---- Passage shown
Jonny Tattersall, Harry Brook guide Yorkshire to victory as Nottinghamshire wobble

Yorkshire 202 for 5 (Tattersall 48*, Brook 40) beat Nottinghamshire 179 for 7 (Mullaney 79, Christian 56, Drakes 3-31) by 23 runs

Nottinghamshire are wobbling. Nobody should be unwise enough to write their obituary because in recent years there has been no finer T20 side in England, but two wins in six, their latest defeat by 23 runs against Yorkshire at Headingley, leave them which much to do as the North Group heads towards its mid-point.

Yorkshire’s total of 202 had put them ahead of the game, amply so when Notts stumbled to 50 for 5 at the start of the eighth over, but news was filtering through that it was nine fewer than Boris Johnson’s votes in the Conservatives’ No Confidence vote, and he must be worried sick so nothing could be taken for granted.

Doubts were also encouraged by the fact that Yorkshire had not beaten Notts since 2017 and had to defend their total on another excellent Leeds batting surface. On so many occasions they had gazed upon the Outlaws and thought: “If only we dared to play like this”. Two old stagers, Steven Mullaney and Dan Christian, had the presence of mind to take the game close and prey upon their opponent’s uncertainty – their stand 114 off 66. Mullaney’s contribution was a T20-best of 79 from 46 but when he flat-batted Jordan Thompson to the extra cover boundary, they never threatened to find 47 more off the last three overs.
--------
---- Given information
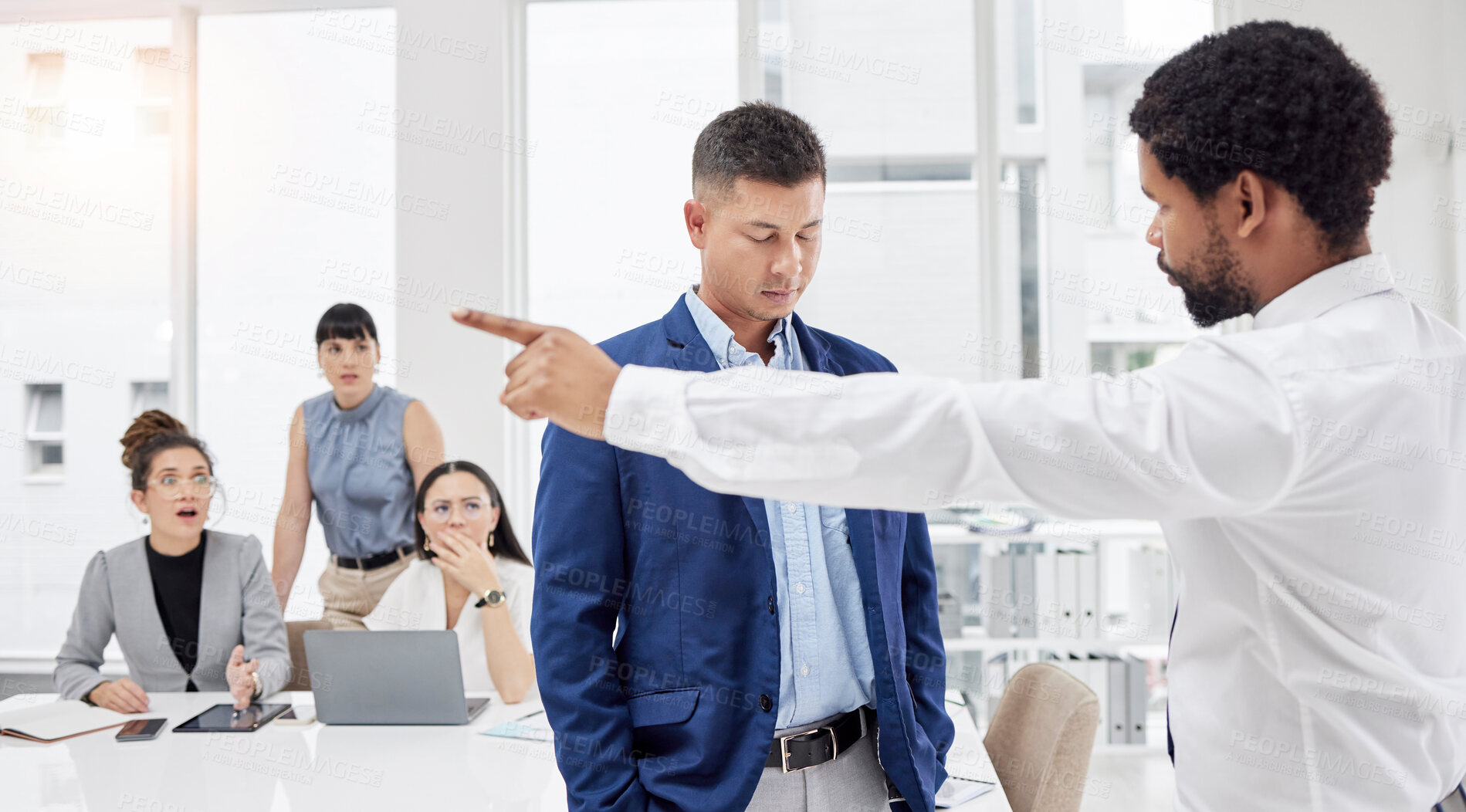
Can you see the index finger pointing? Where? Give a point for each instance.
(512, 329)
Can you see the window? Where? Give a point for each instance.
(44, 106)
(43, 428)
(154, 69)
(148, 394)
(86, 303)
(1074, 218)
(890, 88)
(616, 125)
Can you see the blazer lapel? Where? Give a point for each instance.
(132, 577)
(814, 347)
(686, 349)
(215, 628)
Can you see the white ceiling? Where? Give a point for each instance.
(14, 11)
--------
---- Given information
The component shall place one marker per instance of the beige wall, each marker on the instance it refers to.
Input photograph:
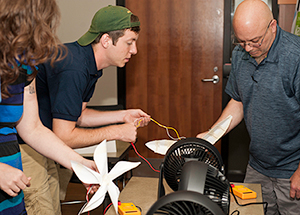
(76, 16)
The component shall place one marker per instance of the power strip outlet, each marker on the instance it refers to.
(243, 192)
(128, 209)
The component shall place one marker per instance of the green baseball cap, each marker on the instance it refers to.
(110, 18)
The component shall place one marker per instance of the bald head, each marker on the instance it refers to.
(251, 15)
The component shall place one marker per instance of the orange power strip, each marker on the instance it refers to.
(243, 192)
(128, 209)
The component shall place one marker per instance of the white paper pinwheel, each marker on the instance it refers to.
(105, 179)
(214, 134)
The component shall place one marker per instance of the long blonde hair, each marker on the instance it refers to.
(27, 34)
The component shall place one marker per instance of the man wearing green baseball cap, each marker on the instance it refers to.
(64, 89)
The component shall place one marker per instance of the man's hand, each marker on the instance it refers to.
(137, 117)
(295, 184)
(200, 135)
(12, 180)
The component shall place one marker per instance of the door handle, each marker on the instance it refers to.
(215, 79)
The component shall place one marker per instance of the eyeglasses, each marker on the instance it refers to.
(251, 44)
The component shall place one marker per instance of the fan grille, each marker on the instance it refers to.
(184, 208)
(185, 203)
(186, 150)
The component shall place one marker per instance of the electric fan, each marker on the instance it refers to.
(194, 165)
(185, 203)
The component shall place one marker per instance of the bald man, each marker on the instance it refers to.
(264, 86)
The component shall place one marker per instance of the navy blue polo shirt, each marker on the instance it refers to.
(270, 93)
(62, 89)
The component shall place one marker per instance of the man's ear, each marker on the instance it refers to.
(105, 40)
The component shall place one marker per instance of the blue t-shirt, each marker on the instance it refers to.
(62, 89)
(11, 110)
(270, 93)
--------
---- Given information
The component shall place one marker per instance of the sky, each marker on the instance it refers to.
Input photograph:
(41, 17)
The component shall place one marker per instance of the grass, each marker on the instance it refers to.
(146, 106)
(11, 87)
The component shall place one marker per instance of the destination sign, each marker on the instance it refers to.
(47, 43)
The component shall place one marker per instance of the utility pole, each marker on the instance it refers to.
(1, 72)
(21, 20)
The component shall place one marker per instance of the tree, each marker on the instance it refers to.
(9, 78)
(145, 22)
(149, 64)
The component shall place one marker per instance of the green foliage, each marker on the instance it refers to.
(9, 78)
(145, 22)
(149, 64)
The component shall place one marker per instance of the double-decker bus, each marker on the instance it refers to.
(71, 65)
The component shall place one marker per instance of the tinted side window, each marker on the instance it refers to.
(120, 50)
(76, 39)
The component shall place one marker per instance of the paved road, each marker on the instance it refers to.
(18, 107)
--------
*Task 1:* Translate this sentence from the cricket match report into Spanish: "Doubts were also encouraged by the fact that Yorkshire had not beaten Notts since 2017 and had to defend their total on another excellent Leeds batting surface."
*Task 2:* According to the cricket match report, by how many runs did Yorkshire beat Nottinghamshire?
*Task 3:* Carry the cricket match report forward from the point where it stops.
The material above stands apart from the cricket match report.

*Expected output 1:* Las dudas también se vieron alimentadas por el hecho de que Yorkshire no había vencido a Notts desde 2017 y tenía que defender su total en otra excelente superficie de bateo de Leeds.

*Expected output 2:* By 23 runs.

*Expected output 3:*
There was recurring concern, amid all this, about a Yorkshire player who did not make the final XI. Tom Kohler-Cadmore’s long-term concussion issues again forced his omission after only three games back, but from this disturbing backdrop, Jonny Tattersall stood in behind the stumps and grasped the chance to revive a career that has been hanging by a thread with an unbeaten 48 from 30 balls of gathering self-belief.

Tattersall was released by Yorkshire as a young pro before he was brought back by Andrew Gale who believed he just needed to develop a more positive presence to forge a successful career. But Gale lost his coaching job last winter, one of many to be summarily removed during the Azeem Rafiq racism allegations. By then, Tattersall had lost his Championship place to the young buck, Harry Duke, late last season, and was stood down, too, in T20.

Tattersall is not the most potent strokemaker, but to come to the crease at 123 for 4 from 11.5 overs offered a perfect opportunity to strike out. Alongside him, Will Fraine scratched and scraped his way to 19 from 20 balls – it is no joke to suggest that now that tactical Retired Outs are in vogue Fraine could justifiably have been stood down for Thompson a couple of overs before his dismissal. If the rule is there then use it.

Tattersall suggested afterwards that it was not the easiest wicket on which to start an innings, and that rotating the strike while awaiting an occasional boundary was tactically sound, but from the outer it appeared that their initial conservatism at only four-down was excessive. Tattersall’s innings eventually blossomed, his skip down the pitch to strike Samit Patel straight for six revealing growing ambition, and their stand of 65 in 42 balls discovered purpose in the nick of time.

This stand apart, there appears to be a more daring mindset in Yorkshire’s batting approach this season, for all their unpredictable results. How can there not be with Finn Allen at the top of the order? Two yanked sixes in succession against Jake Ball told of his danger until Ball had him lbw on the back leg with the next. Adam Lyth, who shared Allen’s intent, found movement to clip his off stump. He finished with 3 for 29, his failure to bowl out his spell a surprise.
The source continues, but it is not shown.